## ACTIVITY
Each line below with the word "holding" needs to be copied.

[[ RECORDS FOR PROCESSING open ]]

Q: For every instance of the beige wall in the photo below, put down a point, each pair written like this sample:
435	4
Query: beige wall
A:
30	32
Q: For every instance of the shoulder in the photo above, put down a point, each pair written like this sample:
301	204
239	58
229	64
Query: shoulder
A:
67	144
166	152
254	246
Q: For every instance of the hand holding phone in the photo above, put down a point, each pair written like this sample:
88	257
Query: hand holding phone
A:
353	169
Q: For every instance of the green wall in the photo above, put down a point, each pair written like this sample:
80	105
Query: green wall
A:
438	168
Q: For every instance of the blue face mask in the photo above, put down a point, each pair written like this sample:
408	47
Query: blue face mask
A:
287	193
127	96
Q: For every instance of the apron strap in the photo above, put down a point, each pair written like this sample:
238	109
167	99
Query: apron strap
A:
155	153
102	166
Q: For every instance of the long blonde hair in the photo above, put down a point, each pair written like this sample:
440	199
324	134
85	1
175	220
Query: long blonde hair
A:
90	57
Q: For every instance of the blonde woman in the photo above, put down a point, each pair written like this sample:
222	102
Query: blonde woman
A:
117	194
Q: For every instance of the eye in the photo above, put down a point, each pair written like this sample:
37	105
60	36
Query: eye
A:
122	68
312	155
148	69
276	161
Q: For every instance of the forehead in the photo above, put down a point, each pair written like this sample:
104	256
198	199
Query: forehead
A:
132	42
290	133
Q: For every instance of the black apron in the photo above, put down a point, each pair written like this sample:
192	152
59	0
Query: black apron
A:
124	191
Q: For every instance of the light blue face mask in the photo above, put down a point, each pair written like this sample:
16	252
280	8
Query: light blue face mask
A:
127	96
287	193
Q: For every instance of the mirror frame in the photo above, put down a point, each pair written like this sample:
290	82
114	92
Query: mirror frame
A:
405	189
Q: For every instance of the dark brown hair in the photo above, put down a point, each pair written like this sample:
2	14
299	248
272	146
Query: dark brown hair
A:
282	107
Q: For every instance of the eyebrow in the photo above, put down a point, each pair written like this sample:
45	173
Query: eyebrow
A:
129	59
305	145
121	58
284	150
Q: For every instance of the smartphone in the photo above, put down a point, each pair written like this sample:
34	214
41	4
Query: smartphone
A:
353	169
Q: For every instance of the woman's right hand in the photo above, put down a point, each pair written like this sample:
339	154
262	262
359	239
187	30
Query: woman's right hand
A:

[[ RECORDS FOR PROCESSING closed ]]

## EXPECTED ANSWER
Q: For every instance of the hand holding phone in the photo above, put down a point, each pair written like this sample:
Query: hand holding phone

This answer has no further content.